WHAT IS REQUIRED:
Tally the lines of the data below that contain the string "negative", treating case as significant. Reply with the number only.

(Collected data)
[Start of Attachment]

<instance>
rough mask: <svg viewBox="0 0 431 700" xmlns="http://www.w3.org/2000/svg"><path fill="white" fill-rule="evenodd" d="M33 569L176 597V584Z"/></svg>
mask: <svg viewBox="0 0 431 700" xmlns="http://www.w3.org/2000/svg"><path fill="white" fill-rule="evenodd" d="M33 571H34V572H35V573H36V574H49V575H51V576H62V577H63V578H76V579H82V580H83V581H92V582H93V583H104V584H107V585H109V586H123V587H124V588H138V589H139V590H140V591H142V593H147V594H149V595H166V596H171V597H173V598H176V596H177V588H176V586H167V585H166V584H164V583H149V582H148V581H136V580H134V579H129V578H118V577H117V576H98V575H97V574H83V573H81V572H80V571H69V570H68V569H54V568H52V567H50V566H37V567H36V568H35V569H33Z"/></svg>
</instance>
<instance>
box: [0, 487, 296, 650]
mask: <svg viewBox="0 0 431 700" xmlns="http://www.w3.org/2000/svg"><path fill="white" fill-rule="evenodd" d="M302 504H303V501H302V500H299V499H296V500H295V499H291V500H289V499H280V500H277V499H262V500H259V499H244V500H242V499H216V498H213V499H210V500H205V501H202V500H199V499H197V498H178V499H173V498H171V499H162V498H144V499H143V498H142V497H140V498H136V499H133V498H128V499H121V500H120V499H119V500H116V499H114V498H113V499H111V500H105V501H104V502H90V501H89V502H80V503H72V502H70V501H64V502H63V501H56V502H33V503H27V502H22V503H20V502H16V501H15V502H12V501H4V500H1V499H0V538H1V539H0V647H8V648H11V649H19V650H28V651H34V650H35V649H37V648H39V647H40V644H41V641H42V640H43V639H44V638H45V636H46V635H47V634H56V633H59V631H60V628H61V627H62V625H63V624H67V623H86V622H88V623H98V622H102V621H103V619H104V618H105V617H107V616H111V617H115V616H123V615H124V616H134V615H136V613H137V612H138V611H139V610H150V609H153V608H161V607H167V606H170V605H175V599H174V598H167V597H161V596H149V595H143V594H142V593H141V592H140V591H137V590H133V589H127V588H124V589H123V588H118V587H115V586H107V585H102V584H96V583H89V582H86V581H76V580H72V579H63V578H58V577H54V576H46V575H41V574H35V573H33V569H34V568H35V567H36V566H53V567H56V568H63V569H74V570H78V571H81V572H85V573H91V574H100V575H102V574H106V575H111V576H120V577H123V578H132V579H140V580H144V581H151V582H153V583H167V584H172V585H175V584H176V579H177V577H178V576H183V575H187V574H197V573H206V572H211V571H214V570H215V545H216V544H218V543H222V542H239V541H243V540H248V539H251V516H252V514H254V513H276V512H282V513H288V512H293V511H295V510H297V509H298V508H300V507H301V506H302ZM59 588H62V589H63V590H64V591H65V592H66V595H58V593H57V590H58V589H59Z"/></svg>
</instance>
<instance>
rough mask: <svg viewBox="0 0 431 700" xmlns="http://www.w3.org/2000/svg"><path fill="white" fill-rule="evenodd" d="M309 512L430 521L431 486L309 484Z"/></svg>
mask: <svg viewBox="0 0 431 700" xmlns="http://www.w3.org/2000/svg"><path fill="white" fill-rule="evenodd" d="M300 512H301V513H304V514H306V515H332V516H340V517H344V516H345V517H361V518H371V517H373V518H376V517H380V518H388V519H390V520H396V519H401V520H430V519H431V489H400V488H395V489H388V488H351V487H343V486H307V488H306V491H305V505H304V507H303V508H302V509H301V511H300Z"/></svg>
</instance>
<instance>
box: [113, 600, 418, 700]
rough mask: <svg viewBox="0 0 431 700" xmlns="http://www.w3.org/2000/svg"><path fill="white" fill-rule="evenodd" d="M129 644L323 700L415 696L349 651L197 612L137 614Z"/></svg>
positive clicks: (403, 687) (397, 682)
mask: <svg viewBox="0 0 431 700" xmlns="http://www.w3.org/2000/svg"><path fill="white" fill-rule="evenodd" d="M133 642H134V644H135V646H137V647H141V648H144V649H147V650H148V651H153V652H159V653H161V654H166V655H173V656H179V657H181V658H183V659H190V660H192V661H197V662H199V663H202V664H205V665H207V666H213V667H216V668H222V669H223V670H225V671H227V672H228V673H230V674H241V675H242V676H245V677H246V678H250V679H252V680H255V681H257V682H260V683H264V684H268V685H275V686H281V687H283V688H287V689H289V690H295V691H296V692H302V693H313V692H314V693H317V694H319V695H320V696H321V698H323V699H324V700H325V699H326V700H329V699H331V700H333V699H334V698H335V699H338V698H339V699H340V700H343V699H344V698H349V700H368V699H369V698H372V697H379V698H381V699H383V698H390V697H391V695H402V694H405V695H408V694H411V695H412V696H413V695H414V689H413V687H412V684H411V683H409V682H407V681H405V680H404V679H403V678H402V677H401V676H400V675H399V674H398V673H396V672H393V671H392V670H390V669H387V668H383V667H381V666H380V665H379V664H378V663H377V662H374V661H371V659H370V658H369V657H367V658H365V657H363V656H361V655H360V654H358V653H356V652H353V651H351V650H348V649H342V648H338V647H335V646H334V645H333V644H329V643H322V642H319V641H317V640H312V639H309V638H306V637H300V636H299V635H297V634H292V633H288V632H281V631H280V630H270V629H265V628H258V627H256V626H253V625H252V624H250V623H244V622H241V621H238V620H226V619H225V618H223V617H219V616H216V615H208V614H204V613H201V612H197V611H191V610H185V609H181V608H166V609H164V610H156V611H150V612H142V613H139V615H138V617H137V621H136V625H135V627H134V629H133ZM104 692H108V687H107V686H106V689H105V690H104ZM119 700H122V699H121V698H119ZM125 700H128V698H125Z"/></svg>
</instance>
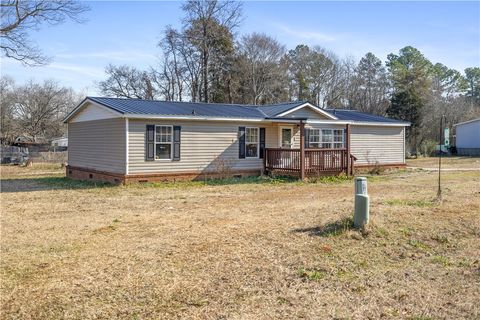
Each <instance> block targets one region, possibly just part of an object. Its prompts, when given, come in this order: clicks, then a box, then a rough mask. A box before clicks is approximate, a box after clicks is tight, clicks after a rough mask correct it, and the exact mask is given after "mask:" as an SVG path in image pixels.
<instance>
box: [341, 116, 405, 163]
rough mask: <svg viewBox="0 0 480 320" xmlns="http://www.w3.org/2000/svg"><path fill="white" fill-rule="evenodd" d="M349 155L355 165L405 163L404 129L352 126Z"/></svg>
mask: <svg viewBox="0 0 480 320" xmlns="http://www.w3.org/2000/svg"><path fill="white" fill-rule="evenodd" d="M351 131H352V132H351V135H350V139H351V153H352V154H353V155H354V156H355V157H357V159H358V160H357V161H356V162H355V164H359V165H363V164H371V165H373V164H377V163H378V164H398V163H405V157H404V127H389V126H352V130H351Z"/></svg>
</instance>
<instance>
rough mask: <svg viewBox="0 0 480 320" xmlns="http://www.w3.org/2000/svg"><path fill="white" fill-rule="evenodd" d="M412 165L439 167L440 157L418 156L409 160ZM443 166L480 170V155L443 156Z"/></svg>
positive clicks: (408, 165)
mask: <svg viewBox="0 0 480 320" xmlns="http://www.w3.org/2000/svg"><path fill="white" fill-rule="evenodd" d="M407 164H408V166H410V167H418V168H438V158H434V157H432V158H430V157H427V158H418V159H412V160H407ZM442 168H445V169H478V170H479V171H480V157H456V156H452V157H443V158H442Z"/></svg>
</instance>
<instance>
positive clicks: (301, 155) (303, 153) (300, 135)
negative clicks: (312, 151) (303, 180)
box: [300, 120, 305, 180]
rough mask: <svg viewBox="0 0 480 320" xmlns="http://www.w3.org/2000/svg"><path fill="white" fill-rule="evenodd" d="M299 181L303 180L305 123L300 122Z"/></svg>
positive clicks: (303, 171)
mask: <svg viewBox="0 0 480 320" xmlns="http://www.w3.org/2000/svg"><path fill="white" fill-rule="evenodd" d="M300 179H302V180H303V179H305V123H303V121H302V120H300Z"/></svg>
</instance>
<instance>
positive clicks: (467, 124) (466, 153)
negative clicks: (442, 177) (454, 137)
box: [454, 118, 480, 156]
mask: <svg viewBox="0 0 480 320" xmlns="http://www.w3.org/2000/svg"><path fill="white" fill-rule="evenodd" d="M454 127H455V147H456V148H457V153H458V154H459V155H462V156H480V118H479V119H474V120H470V121H465V122H461V123H457V124H455V125H454Z"/></svg>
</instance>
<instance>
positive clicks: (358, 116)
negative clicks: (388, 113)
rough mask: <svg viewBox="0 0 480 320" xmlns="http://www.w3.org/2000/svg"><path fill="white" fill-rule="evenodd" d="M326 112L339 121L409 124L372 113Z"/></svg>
mask: <svg viewBox="0 0 480 320" xmlns="http://www.w3.org/2000/svg"><path fill="white" fill-rule="evenodd" d="M323 110H324V111H326V112H328V113H330V114H331V115H333V116H335V117H337V118H338V120H350V121H361V122H384V123H385V122H389V123H405V124H408V122H405V121H400V120H395V119H391V118H386V117H382V116H377V115H373V114H370V113H364V112H360V111H356V110H345V109H323Z"/></svg>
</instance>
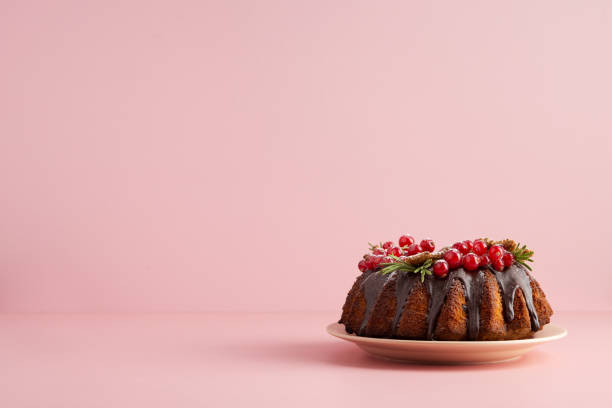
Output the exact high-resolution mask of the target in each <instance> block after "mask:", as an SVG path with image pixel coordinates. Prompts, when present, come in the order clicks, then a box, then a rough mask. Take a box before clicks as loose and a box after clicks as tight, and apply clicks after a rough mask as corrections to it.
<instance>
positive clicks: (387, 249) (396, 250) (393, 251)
mask: <svg viewBox="0 0 612 408" xmlns="http://www.w3.org/2000/svg"><path fill="white" fill-rule="evenodd" d="M401 254H402V250H401V249H399V248H398V247H393V248H389V249H387V255H393V256H400V255H401Z"/></svg>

[End of Attachment]

EXERCISE SOLUTION:
3